EXERCISE OBJECTIVE:
Down to the last line of the listing, starting at the one with "Category: red roof tile", retype each line exactly. Do not copy the pictures.

DATA TO USE:
____
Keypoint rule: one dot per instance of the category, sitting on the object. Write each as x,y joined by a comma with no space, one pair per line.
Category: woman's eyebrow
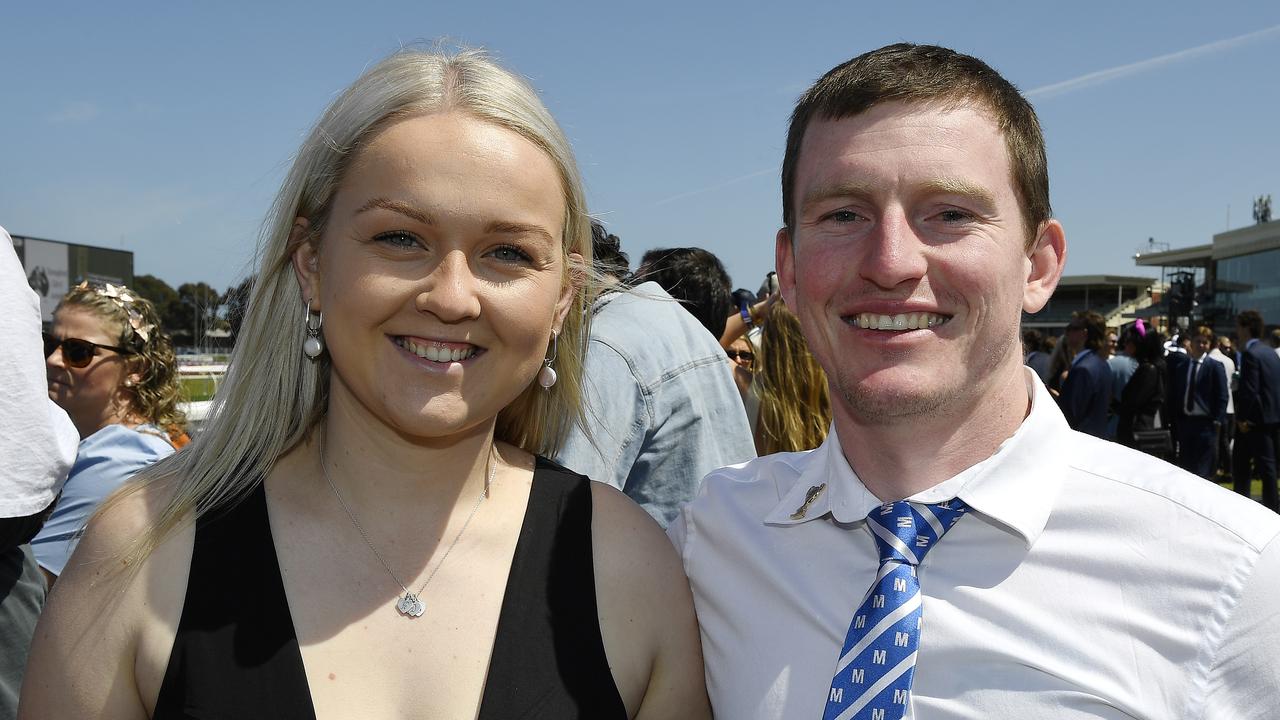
397,206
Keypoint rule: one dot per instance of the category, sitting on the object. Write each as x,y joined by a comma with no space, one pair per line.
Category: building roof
1112,281
1194,255
1232,244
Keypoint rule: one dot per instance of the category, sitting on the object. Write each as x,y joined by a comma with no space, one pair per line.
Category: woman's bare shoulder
112,615
647,611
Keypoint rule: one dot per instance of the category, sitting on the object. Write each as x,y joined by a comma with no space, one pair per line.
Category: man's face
1200,346
908,264
1075,336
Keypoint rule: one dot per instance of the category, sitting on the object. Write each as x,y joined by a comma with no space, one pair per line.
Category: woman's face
439,274
92,396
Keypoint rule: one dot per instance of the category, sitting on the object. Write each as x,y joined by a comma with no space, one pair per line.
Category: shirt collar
1016,487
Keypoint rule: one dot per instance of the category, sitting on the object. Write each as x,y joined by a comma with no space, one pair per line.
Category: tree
165,300
200,306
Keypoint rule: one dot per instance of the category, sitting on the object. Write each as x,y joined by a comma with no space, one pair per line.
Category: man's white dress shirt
37,440
1229,365
1089,580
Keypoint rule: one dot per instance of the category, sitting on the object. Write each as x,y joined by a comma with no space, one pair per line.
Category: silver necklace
410,604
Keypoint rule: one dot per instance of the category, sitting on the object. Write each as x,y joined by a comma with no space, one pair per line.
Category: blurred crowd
1208,402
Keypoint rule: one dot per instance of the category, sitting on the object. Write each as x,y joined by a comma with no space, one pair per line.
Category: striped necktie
877,662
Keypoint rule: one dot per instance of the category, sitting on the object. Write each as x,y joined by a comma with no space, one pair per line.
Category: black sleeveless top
236,654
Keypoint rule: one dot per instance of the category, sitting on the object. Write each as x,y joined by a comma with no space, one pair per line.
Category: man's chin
880,400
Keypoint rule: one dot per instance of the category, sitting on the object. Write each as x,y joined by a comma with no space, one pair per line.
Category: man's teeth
435,352
901,322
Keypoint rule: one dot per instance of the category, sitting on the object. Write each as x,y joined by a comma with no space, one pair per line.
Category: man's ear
784,261
306,261
1045,265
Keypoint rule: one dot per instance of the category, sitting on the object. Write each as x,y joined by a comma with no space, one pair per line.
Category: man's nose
894,251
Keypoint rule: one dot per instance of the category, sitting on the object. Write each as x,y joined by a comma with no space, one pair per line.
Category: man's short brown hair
926,73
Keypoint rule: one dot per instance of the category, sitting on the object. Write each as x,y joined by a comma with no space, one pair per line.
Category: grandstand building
1211,283
53,267
1116,297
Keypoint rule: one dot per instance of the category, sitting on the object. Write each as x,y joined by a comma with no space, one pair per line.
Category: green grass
193,390
1255,488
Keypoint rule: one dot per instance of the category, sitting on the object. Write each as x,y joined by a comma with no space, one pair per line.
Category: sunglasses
77,352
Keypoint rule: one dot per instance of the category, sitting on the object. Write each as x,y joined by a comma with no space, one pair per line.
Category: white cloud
1109,74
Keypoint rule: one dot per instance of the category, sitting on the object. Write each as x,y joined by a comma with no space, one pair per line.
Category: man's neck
903,456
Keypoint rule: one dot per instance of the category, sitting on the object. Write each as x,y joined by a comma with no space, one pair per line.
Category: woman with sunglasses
112,369
368,525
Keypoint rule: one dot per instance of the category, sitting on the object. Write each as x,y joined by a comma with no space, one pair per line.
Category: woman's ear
306,261
574,285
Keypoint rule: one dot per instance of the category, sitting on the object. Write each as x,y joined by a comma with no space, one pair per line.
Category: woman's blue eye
397,238
508,254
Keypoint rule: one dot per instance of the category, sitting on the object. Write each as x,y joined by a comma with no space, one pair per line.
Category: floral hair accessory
123,297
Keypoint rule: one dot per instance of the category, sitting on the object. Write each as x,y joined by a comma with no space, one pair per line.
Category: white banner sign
46,273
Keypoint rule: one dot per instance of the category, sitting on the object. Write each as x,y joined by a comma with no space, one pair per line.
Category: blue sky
165,128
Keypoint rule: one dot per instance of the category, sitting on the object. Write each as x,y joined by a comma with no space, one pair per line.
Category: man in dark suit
1257,410
1087,390
1197,396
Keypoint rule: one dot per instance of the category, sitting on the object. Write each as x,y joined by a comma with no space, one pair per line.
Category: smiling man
1072,577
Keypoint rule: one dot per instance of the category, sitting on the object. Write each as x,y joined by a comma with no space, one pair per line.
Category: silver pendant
410,606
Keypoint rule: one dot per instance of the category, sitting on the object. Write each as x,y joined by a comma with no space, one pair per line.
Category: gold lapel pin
808,500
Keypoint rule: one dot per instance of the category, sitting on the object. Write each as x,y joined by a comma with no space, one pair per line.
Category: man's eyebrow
961,187
848,188
397,206
507,227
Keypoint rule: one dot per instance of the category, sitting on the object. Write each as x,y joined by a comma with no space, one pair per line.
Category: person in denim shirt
659,397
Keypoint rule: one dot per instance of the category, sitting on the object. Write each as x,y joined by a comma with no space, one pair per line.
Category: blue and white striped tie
877,662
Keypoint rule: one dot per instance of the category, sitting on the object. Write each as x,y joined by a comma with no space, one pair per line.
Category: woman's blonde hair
273,396
135,324
795,401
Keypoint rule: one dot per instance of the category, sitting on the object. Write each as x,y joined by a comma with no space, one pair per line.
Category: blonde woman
366,528
113,369
795,405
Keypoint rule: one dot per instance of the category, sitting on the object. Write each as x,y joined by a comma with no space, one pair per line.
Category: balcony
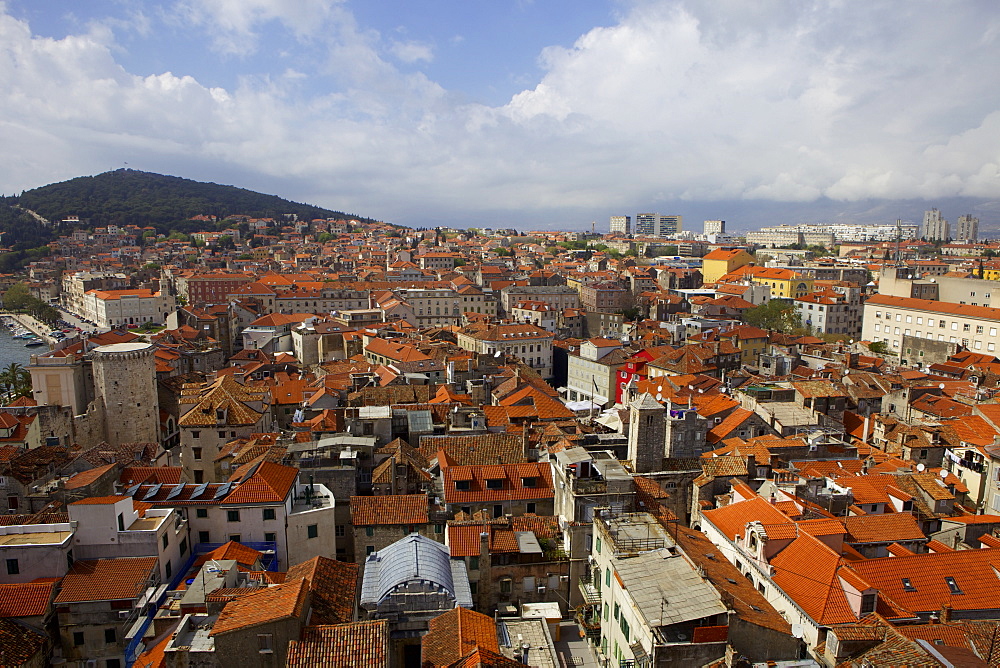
591,593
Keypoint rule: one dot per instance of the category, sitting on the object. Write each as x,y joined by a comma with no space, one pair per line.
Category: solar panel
153,491
252,470
175,491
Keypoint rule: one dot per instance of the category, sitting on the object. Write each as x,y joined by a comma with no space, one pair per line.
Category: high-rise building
715,227
657,225
621,224
935,227
967,229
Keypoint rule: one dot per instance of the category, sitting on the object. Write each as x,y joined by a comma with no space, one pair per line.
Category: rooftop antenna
899,237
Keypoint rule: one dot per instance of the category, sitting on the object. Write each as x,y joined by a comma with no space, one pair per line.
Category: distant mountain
127,196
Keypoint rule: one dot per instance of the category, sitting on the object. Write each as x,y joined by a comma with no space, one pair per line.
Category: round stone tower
125,389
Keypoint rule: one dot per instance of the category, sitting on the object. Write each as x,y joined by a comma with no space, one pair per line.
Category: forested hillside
127,196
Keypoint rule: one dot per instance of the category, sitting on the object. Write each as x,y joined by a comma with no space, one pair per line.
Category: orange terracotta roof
107,579
389,509
333,585
28,599
454,634
270,604
341,646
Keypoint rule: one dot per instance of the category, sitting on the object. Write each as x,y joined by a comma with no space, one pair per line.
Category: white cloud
412,52
789,101
236,24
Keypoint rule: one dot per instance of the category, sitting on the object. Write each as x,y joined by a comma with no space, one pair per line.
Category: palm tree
15,381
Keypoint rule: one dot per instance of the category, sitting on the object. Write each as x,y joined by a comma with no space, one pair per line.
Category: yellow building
721,262
784,283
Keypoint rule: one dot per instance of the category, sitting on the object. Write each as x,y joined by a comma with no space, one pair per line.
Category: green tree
776,314
17,297
15,381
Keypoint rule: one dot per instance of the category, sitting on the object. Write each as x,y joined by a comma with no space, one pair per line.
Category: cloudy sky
534,114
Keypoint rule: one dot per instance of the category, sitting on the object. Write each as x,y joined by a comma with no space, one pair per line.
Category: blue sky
529,114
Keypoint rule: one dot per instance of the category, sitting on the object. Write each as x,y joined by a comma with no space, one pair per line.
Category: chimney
945,613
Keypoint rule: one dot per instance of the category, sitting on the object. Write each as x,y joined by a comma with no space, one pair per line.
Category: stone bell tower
646,434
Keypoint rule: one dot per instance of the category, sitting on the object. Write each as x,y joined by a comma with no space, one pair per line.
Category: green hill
126,196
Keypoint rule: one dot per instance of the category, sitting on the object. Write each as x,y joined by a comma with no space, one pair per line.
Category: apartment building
889,319
530,343
655,608
115,308
592,371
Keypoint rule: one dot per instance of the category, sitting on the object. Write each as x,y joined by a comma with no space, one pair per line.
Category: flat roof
34,538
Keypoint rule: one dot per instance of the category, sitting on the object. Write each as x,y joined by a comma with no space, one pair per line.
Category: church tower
646,434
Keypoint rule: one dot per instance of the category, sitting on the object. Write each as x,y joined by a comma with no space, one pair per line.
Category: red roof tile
389,509
107,579
270,604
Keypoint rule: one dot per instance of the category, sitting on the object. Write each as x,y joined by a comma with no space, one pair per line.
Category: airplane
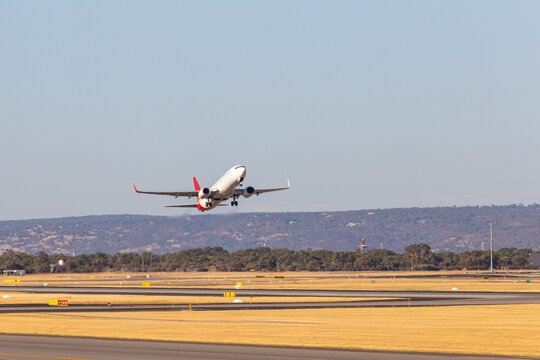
____
ANSWER:
Category: red roof tile
389,509
107,579
270,604
Keypoint rule: one dot per instance of the category, sitting on the object. Write each as x,y joined by a comma with no space, one pair per line.
Category: airplane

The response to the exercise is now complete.